WHAT THIS TASK INVOLVES
Exactly reproduce the lines that follow.

• • •

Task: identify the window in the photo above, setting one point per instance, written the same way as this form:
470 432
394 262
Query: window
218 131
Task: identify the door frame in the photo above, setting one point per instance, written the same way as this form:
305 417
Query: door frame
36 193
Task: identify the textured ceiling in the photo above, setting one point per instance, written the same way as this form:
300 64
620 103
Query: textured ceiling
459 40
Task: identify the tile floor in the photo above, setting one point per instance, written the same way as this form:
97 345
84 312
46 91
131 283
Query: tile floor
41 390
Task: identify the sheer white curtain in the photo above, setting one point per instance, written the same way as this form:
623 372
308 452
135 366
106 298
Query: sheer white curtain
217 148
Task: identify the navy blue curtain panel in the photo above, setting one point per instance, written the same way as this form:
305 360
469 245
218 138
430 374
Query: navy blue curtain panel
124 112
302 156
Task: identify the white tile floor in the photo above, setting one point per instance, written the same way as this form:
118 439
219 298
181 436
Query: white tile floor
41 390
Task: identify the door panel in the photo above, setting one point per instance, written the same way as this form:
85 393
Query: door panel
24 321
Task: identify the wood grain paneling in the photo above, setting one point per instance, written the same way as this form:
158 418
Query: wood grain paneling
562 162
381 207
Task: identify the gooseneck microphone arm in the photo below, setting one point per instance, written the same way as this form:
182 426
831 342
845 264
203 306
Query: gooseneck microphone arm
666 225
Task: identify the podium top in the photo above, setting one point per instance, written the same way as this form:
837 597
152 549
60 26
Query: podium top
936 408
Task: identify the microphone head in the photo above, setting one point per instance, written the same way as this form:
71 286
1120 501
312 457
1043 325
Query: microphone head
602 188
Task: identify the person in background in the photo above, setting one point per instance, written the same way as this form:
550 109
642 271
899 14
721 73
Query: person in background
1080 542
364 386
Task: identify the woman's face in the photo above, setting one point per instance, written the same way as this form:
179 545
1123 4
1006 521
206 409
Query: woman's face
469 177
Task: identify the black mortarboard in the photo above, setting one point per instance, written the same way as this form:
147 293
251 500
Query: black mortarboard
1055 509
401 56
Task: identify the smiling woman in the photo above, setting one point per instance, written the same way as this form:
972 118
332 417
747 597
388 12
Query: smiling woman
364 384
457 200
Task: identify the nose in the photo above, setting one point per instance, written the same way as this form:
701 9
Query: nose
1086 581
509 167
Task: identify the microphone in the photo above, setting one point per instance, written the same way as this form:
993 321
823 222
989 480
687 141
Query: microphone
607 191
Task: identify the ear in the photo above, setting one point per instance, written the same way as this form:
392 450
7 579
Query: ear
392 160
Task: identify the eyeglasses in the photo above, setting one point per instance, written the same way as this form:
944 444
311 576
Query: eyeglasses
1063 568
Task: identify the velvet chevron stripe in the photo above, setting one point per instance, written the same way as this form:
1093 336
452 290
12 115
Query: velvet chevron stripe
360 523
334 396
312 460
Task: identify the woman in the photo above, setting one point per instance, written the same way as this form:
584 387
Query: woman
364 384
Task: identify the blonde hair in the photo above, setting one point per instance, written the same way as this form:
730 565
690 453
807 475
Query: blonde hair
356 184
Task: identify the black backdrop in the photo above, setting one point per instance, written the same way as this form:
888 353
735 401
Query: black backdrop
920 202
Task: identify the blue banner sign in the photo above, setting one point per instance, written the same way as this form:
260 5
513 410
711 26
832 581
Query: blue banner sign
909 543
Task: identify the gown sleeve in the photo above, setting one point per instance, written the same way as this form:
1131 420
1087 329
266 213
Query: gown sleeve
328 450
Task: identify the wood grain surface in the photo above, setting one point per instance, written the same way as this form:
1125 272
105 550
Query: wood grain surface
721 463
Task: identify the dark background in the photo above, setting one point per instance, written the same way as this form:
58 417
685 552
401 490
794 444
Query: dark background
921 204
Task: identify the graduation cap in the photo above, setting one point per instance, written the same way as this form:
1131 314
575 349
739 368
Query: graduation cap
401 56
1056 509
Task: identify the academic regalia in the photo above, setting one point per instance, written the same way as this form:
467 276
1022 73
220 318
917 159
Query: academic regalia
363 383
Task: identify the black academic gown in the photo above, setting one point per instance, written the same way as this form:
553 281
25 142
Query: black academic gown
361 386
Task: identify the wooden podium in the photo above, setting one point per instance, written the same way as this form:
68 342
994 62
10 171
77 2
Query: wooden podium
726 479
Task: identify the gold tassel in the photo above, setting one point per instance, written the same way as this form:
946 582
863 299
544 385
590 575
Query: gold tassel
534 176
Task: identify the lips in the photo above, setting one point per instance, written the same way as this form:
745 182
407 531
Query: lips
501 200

• • •

WORKED ANSWER
Task: identify the window in the photo above, setting one point per instance, written the same way as this form:
470 432
394 262
Query: window
218 131
Task: identify the door frame in the photo above, setting one point per instance, written the same way as this form:
305 417
Query: door frame
36 193
Task: identify the textured ceiling in the photo above, setting one point per instance, written the same way as this form:
300 64
620 103
Query: textured ceiling
459 40
Task: identify the tile floor in the photo above, setting one point per instance, written the same way as this form:
97 345
84 312
46 91
131 283
Query: tile floor
41 390
Task: identify the sheer white curtain in the photo above, setting one point per instance, written the same way as this form:
623 372
308 452
135 366
106 298
Query: sheer white curtain
217 148
Task: identify the navy blue curtain panel in the photo above, setting one point per instance, written the same way as this form:
305 360
469 245
218 138
430 374
Query: navy blue curtain panel
124 112
302 156
Task: identify the white tile floor in the photo above, setting one point per instance, written the same way as this form:
118 439
219 298
181 436
Query: white tile floor
41 390
Task: identify the door panel in the photo above, setting one point per instance, written the same way as this form:
85 393
Query: door panel
24 321
Task: identify the wood grain paneling in the photo above, setting one point per instance, written the same way as this form:
158 418
Query: wood grain paneling
562 162
381 207
Task: identify the gooseneck microphone arm in the photo below, setting one point per instance, written the same way as this form:
182 426
831 342
845 264
203 306
Query: gooseneck microphone arm
666 225
Task: identify the podium top in the photo above, setting one point per instance, written the same way as this form:
837 597
152 549
60 26
Query: podium top
936 408
Task: identify the microphone head in the photo above, setting one point per instance, written the same way as this form:
71 286
1120 501
312 457
1043 325
Query: microphone head
602 188
Task: identify the person in background in the photo above, setting one point per instance, written the same way as this form:
550 109
642 271
899 14
721 73
Query: person in background
1080 542
364 386
Task: identify the woman's face in the photo above, setting one point per instance, written the same way as this form:
179 545
1123 4
1006 521
206 409
Query: woman's face
469 177
Task: identify the black mortarboard in the photo above, setting one point per instance, written the same way as this form:
147 293
251 500
Query: black mortarboard
1055 509
401 56
Task: identify the smiling woman in the photo above, setting one point per instance, written the same way as this form:
972 118
332 417
747 597
388 12
Query: smiling woman
364 384
457 200
Task: identify the nose in the photo above, setting one point per instance, written the same way as this form:
701 9
Query: nose
1086 581
509 167
Task: identify the microphone in the photo above, setting one point per instance, written the same way as this form:
993 321
823 222
989 480
687 141
Query: microphone
607 191
Task: identify the ear in the photo above, setting one point per instance, written the same way as this form:
392 450
7 579
Query: ear
392 160
Task: identify the eyeglasses in the photo above, setting one point per instance, written the same way as this form:
944 444
311 576
Query: eyeglasses
1063 568
Task: identify the velvet chevron stripe in the photo above, setting one point per instance, written the same way as this form:
1093 336
452 290
12 115
Query: velvet chevron stripe
360 523
334 396
312 460
Task: identify the woman in the photo above, setting one point per instance, written the same way as this form:
584 387
Query: woman
364 384
Task: identify the blonde hair in the photo above, setting one point per instance, written the same way as this form:
730 565
690 453
807 475
Query: blonde hair
356 184
Task: identify the black backdrop in the photo above, setting one point per instance, written the same way as this form:
888 353
735 401
Query: black backdrop
920 202
Task: identify the blue banner sign in the photo above, setting one point per instance, written the same way as this form:
260 5
513 410
711 26
832 581
Query: blue banner sign
909 543
Task: identify the gown sleeve in the photo above, setting one point per instance, written the same way as this form:
1131 420
1087 329
266 213
Query: gown sleeve
328 450
Task: identify the wood grain surface in the photo above, setting one point per instance, written the same way as this form:
1125 272
105 550
Query: wood grain surface
721 463
Task: identify the dark background in the photo above, setting one point per instance, written the same way as this form:
58 417
685 552
401 490
794 444
Query: dark background
921 204
Task: identify the graduation cap in the photo above, setting one point per instance, written the same way as this form:
1131 314
575 349
739 368
Query: graduation cap
401 56
1056 509
Task: identify the academic regalia in the photo above, setting one point per instance, written the same way as this form:
467 276
1022 73
220 318
917 159
Query: academic regalia
363 383
Task: identify the black academic gown in the photo above, setting one point per instance, written the same way as this form:
553 281
25 142
Query: black academic gown
361 386
Task: identify the wooden podium in the photo above, setting one point per instance, written the same way as this form:
68 342
994 62
10 171
77 2
Query: wooden podium
726 479
Task: identify the gold tassel in the photo above, setting one point per instance, written the same way as this form:
946 582
863 299
544 385
590 575
Query: gold tassel
534 176
Task: identify the lips in the photo above, setting one point per instance, written the same way as this form:
745 182
407 531
Query: lips
501 200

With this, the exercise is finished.